EXERCISE DESCRIPTION
Retype the rows below without changing a single character.

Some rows
◆ ◆ ◆ ◆

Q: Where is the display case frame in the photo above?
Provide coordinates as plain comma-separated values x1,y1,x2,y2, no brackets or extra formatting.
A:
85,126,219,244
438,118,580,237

◆ ◆ ◆ ◆

OUTPUT OF THE EXERCISE
Q: Where is the display case frame in the photo above?
Provide coordinates as plain comma-separated values x1,y1,x2,y2, no brackets or extra formatting.
A:
85,126,219,244
438,118,580,237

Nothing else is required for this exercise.